# Source extract
The Main Culprit of Global Warming, Refrigerants to be Replaced by Air

Newswise — The Korea Institute of Energy Research (KIER) has developed, for the first time in the country, a refrigeration technology that uses air as a refrigerant instead of Freon gas, hydrofluorocarbons (HFCs), and other refrigerants that cause global warming.

The European Union’s revised regulation on fluorinated greenhouse gases (F-gases) took effect in March this year. Starting in 2025, the sales of the products containing F-gases will be gradually phased out. Additionally, regulations on processes using F-gases are expected to be strengthened. Since F-gases are used in key Korean export products such as air conditioners, automobiles, and semiconductor processes, there is a urgent need to develop alternative technologies.

The research team successfully developed an integrated ultra-high-speed compander used in air refrigeration and, for the first time in Korea, created an air cooling system. By using this system, it is possible to achieve a temperature environment of -60 degrees Celsius using air as a refrigerant.

# Problems to work on
a. Reproduce the stretch of the air-refrigerant article from "The Main Culprit" through "develop alternative technologies.".
b. List every key Korean export product that the air-refrigerant article names as using F-gases.

# Given records
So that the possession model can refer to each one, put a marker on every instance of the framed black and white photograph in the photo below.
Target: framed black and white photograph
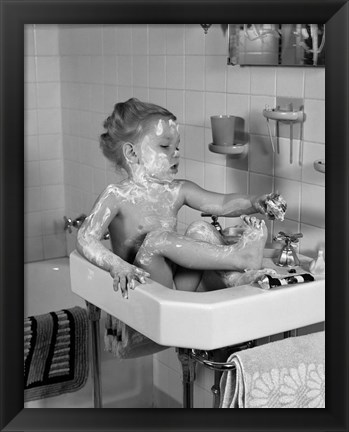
(166, 196)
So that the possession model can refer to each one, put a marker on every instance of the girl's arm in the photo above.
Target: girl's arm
(90, 246)
(232, 205)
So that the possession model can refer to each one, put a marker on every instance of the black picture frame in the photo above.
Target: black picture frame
(14, 14)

# Answers for this exercise
a.
The Main Culprit of Global Warming, Refrigerants to be Replaced by Air

Newswise — The Korea Institute of Energy Research (KIER) has developed, for the first time in the country, a refrigeration technology that uses air as a refrigerant instead of Freon gas, hydrofluorocarbons (HFCs), and other refrigerants that cause global warming.

The European Union’s revised regulation on fluorinated greenhouse gases (F-gases) took effect in March this year. Starting in 2025, the sales of the products containing F-gases will be gradually phased out. Additionally, regulations on processes using F-gases are expected to be strengthened. Since F-gases are used in key Korean export products such as air conditioners, automobiles, and semiconductor processes, there is a urgent need to develop alternative technologies.

b.
- Air conditioners
- Automobiles
- Semiconductor processes